Data for review:

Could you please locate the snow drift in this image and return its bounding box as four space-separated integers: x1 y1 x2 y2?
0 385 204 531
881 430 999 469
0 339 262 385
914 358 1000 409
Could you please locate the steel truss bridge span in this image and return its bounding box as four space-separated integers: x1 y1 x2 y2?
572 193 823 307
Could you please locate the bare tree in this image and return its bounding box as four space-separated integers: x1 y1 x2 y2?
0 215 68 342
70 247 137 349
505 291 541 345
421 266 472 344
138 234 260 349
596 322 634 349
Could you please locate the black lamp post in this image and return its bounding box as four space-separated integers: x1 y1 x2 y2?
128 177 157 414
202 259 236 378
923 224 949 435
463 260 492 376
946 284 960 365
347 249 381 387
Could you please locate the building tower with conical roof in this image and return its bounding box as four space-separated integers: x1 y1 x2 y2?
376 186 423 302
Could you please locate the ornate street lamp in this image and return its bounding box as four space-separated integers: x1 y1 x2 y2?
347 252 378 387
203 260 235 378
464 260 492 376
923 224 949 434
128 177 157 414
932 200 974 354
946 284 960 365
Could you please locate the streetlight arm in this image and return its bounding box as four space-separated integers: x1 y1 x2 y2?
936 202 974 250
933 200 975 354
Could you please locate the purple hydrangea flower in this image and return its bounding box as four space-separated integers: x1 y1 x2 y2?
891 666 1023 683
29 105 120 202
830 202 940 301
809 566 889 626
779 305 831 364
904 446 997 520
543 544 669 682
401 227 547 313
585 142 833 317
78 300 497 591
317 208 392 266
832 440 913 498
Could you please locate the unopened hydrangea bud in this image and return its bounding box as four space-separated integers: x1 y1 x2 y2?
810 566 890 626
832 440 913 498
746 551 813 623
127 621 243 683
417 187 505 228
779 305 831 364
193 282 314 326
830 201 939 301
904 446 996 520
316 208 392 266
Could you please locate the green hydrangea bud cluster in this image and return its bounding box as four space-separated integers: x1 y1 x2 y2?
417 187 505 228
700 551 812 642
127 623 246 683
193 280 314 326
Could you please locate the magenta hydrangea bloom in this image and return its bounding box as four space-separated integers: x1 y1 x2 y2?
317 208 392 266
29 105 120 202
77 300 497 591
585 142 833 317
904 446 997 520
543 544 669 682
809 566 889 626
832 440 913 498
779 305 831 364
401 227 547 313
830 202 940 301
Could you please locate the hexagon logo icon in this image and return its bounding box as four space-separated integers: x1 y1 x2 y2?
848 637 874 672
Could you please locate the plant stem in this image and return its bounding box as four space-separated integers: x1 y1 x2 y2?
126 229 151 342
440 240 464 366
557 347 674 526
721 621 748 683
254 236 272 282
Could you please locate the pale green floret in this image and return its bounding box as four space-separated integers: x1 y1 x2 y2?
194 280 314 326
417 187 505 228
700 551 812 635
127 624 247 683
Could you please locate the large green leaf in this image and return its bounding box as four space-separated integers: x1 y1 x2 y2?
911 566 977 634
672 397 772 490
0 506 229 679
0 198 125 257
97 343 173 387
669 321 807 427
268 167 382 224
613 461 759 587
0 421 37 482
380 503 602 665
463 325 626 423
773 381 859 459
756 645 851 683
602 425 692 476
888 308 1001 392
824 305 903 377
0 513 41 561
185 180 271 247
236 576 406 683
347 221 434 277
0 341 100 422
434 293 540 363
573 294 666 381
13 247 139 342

Assignment: Please retype the whole of the material above exactly.

Output:
Could you please locate the snow drift in this image and return its bounding box as four space-separated integers: x1 y1 x2 y2?
0 385 204 531
881 430 999 469
0 339 262 385
914 358 1000 409
Could you please locate the steel truss bridge span in this image and return its bounding box as four space-separated integers: x1 y1 x2 y2?
572 193 823 307
Could you please locate the bare tree in this image and return its bounding box as four space-separated integers: x1 y1 x2 y2?
0 215 68 342
70 247 137 349
505 291 541 345
421 266 472 344
138 234 260 349
596 322 634 349
Could you please locate the black lamp post in this image and return its bounding box as four space-separated integers: x1 y1 x2 y2?
128 177 157 414
202 259 236 378
923 224 949 435
463 260 492 376
946 284 960 365
347 249 381 387
Could you please locate the building tower with conical roof in this image and return its bounding box as four space-separated integers: x1 y1 x2 y2?
376 186 423 302
Could you please locate the ornate street lamp in this image and return its bounding box as four space-separated integers: x1 y1 x2 y2?
347 252 378 387
203 260 235 378
464 260 492 376
923 224 949 434
128 177 157 414
932 200 974 354
946 284 960 365
Could you please locate the streetlight arm in this image and return its bounding box as four space-separated integers: x1 y1 x2 y2?
936 202 974 250
933 200 975 354
Could you please locate the purple hydrangea flower in this image and return its bounding box as four space-separated integers: x1 y1 x2 y2?
891 666 1023 683
29 105 120 202
830 202 940 301
809 566 889 626
779 305 831 364
904 446 997 520
543 544 669 682
401 227 547 313
585 142 833 317
78 300 497 591
317 208 392 266
832 440 913 498
Could you please locate the unopened hydrangea bud in this image and return its bounding box as four space-separated integers: x1 y1 x2 y2?
810 566 890 626
832 440 913 498
746 551 813 623
127 621 243 683
417 187 505 228
779 305 831 364
193 282 314 326
830 201 939 301
904 446 996 520
316 208 392 266
Could you please locate the green hydrangea bud cluster in this image and return its bounding box as four space-separated integers: x1 y1 x2 y2?
417 187 505 228
700 551 812 642
127 623 246 683
193 280 314 326
Could you please locate the magenta hydrangea bloom in this image and return its bounding box as four space-separated integers: x1 y1 x2 y2?
317 208 392 266
29 105 120 202
77 300 497 591
585 142 833 317
904 446 997 520
543 544 669 682
809 566 889 626
832 440 913 498
779 305 831 364
401 227 547 313
830 202 940 301
Could you please locate the hexagon logo icon in this image and return its bounding box as four space-separated integers: x1 y1 x2 y2?
848 637 874 672
Could you please locate the plant stem in this image and return its bounding box as four space-separated integers: x1 y1 x2 y2?
126 229 151 342
440 240 464 366
557 347 674 526
721 621 748 683
254 236 272 282
Could you please locate the pale green floret in this image and return its bounding box as four space-separated integers: x1 y1 x2 y2?
194 280 314 326
417 187 505 228
700 551 812 635
127 624 247 683
Could you please locate the large green leaf in this image and return its bounding box as four space-separated integers: x1 y1 x2 y2?
911 566 977 634
672 397 772 490
0 506 229 679
0 198 125 257
97 343 173 387
669 321 807 427
268 167 382 224
613 461 759 587
0 421 37 482
380 503 602 665
463 325 626 423
773 381 859 459
756 645 851 683
602 425 692 476
888 308 1001 392
824 305 903 377
0 513 41 561
185 180 271 247
236 576 406 683
347 221 434 277
0 341 100 422
434 293 540 363
573 294 666 381
13 247 139 342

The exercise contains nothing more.